___ DATA PROVIDED ___

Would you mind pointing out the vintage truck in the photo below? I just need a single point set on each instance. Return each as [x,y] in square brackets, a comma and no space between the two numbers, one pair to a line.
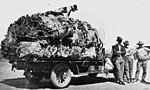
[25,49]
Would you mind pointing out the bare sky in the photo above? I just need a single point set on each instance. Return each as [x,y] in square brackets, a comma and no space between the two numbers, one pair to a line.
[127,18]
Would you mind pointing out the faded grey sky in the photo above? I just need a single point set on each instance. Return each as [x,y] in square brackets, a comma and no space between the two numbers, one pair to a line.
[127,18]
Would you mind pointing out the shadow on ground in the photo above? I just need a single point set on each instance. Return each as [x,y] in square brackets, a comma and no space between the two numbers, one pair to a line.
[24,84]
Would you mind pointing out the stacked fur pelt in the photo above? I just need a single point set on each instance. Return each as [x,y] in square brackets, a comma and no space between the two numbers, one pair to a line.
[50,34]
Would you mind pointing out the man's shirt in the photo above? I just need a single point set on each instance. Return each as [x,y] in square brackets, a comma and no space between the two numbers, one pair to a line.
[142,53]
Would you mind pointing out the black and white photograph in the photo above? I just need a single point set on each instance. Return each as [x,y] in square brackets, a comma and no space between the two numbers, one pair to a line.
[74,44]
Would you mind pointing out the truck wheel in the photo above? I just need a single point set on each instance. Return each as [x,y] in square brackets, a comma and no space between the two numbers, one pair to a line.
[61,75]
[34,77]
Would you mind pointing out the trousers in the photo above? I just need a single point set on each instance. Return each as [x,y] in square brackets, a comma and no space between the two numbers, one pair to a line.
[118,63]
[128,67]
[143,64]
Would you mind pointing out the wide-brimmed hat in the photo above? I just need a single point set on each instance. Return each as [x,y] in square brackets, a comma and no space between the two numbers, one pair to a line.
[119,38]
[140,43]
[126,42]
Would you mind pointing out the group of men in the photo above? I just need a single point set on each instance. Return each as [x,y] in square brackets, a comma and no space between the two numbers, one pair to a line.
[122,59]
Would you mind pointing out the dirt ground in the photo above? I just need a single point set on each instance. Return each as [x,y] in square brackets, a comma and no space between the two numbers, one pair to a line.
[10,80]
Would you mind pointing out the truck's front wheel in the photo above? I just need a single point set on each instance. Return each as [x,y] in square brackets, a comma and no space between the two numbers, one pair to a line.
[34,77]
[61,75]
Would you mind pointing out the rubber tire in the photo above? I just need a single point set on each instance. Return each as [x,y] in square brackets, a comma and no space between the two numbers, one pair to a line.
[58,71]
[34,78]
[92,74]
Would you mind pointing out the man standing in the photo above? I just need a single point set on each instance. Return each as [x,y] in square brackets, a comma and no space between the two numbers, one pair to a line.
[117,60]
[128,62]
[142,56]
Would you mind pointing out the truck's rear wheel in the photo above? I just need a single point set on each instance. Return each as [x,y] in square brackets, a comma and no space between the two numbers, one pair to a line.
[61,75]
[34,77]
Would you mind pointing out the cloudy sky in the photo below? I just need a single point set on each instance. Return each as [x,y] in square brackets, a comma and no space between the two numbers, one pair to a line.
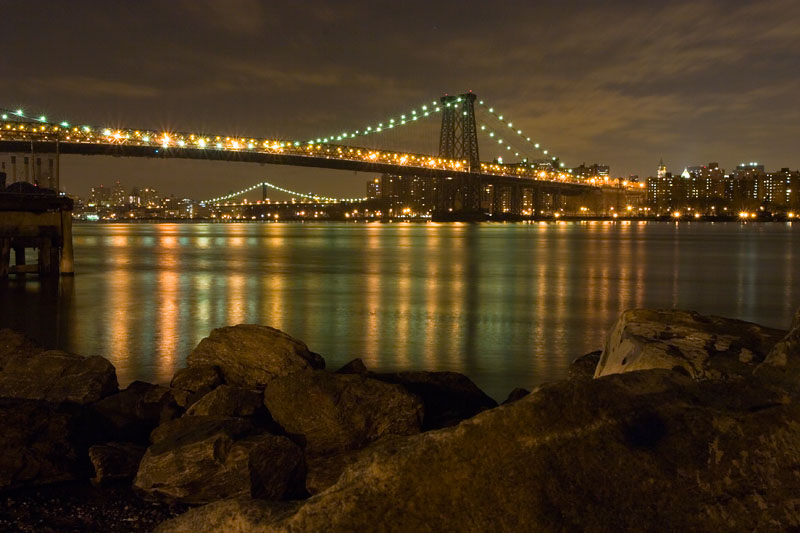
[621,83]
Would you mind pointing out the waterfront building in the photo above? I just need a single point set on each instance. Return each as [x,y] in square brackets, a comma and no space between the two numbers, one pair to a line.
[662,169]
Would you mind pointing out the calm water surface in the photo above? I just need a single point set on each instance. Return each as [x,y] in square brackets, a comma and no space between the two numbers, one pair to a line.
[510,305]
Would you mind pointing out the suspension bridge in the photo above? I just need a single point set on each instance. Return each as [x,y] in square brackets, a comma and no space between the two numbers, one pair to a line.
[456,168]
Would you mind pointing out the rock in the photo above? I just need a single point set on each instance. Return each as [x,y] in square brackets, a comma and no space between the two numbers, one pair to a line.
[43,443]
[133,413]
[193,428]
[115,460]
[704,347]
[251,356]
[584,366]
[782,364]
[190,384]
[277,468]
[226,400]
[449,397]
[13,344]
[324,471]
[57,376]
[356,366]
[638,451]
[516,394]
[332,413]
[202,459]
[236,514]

___

Set the pictures aside and transcribe the data above exactly.

Would you mind pointing out the vintage truck in the photo below? I just need a single point set on each instance. Return each as [x,y] in square brackets, a comma and no space between the two numbers, one pair to a line.
[25,49]
Would you mind pointing out the bare sky in the photo above? I just need a single point set on each instance. Return each as [x,y] in square brackets, a comma and no space between the two numbers, one pair to a line.
[127,18]
Would you mind pointing out the faded grey sky in the photo above? I just need a single point set on each instance. Return each as [x,y] in square brackets, a comma and no space between the two numbers, one pair to a line.
[127,18]
Would you mind pointing out the shadow on ground in the photo above? I just need a single point set on each instance. Return each as [x,y] in square brackets, a comma and no space between the two numbers, one pair to a line.
[24,84]
Would you mind pointing out the stacked fur pelt in the photo above? I just need a single point set on each instance. Return each as [x,y] in square brackets, a comma and no space between the two numbers, one pair to a line.
[50,34]
Would you mind pointing out the man's shirt in the photo above? I just need a single point set on each instance. Return each as [x,y] in square brackets, a comma and no space between the two numbers, one pair to a line.
[142,53]
Would you mind pointing out the black and white photograph in the photo above? I just need a single point set on each instance. Return each as [x,y] in square brackets, a comma and no space between the two numbers, one pair to a line.
[74,44]
Would you mind pointing out the truck wheel in the photo above? I just need a single point set on each instance. Return each as [x,y] in square brackets, a comma and no space between the two numbers, one pair to a line.
[61,75]
[34,77]
Would you mind pointing out the trousers in the photo above? I just need a single point set on each instance. Return each as [x,y] in square brackets, a comma and no space between the two numbers, one pair to a line.
[118,63]
[128,67]
[143,64]
Would you mind pointing out the wide-brimmed hat in the photo above? I just need a single point set on each instance. Return each as [x,y] in square brackets, a comma and no space between the two numbers, one pair to a line.
[119,38]
[140,43]
[126,42]
Would you mind pointing out the group of men in the photo above? I just need a single point set on each instance. Return each as [x,y] in square brackets, a comma and no space between the two numbers, one pair to a line.
[122,59]
Would you mind pointing out the dirt ground in the photo above? I just need a single point set on each instance. Return each as [x,y] in square brackets, a comma and no space between the two numbers, one pair to a line.
[10,80]
Would you mind pointing out the truck's front wheel in the photo above? I just need a single point set on each instance. Return each as [x,y] in square brackets, a comma and no space between the two numbers, one pair to a line.
[34,77]
[61,75]
Would you mind pointing out the rubber tire in the photo above? I just need a single point set on each instance. Return each as [x,y] in square brackets, a comma and no space between the two numbers, one pair to a line.
[58,71]
[34,78]
[92,74]
Would you mind pointing out the man standing in the photo above? I just need a single point set on each instance. Return each as [x,y] in square brackets, a comma and no space between the two numbers, one pair to a line.
[117,60]
[128,62]
[142,56]
Would you mind pointing out the truck's rear wheel in the photo above? I just need a single point set on each instance. Return each as [x,y] in square brackets, a comma and no space between the two numbers, one pair to a line.
[61,75]
[34,77]
Would you mind pointing out the cloudy sky in the photo below? I just need a single point set on each instance. Return each as [x,y] in square brackets, a comma and no space between the two numbers, one pair to a line.
[621,83]
Would you mind pointing out the waterfront building in the photo above? I just need a single point set on each instance. Return each as [x,y] in square brackets, a comma and no space between the two numbers, one pair to a line.
[662,169]
Would you mind pointing out the calm water surface in the photo above? I just need a single point set on each instance. Return each as [x,y] in square brackets, a comma and no space between the two numbers, one pair to a line.
[510,305]
Would you mind pointing out the suspension bridge in the photo above? I just need a single point set on each instance. Return each as [x,y] in square brackets, a comma and no space between the two numbers, one pair to a line.
[456,168]
Would you mind pointing out the rock in the photo above? I just need a single point set on each instance. Return each as [x,y] in square brackets, a comma and no space between the two numbers, one pair to a line.
[43,443]
[133,413]
[193,428]
[115,460]
[704,347]
[251,356]
[584,366]
[782,364]
[190,384]
[277,468]
[226,400]
[449,397]
[13,344]
[324,471]
[57,376]
[356,366]
[638,451]
[516,394]
[332,413]
[202,459]
[236,514]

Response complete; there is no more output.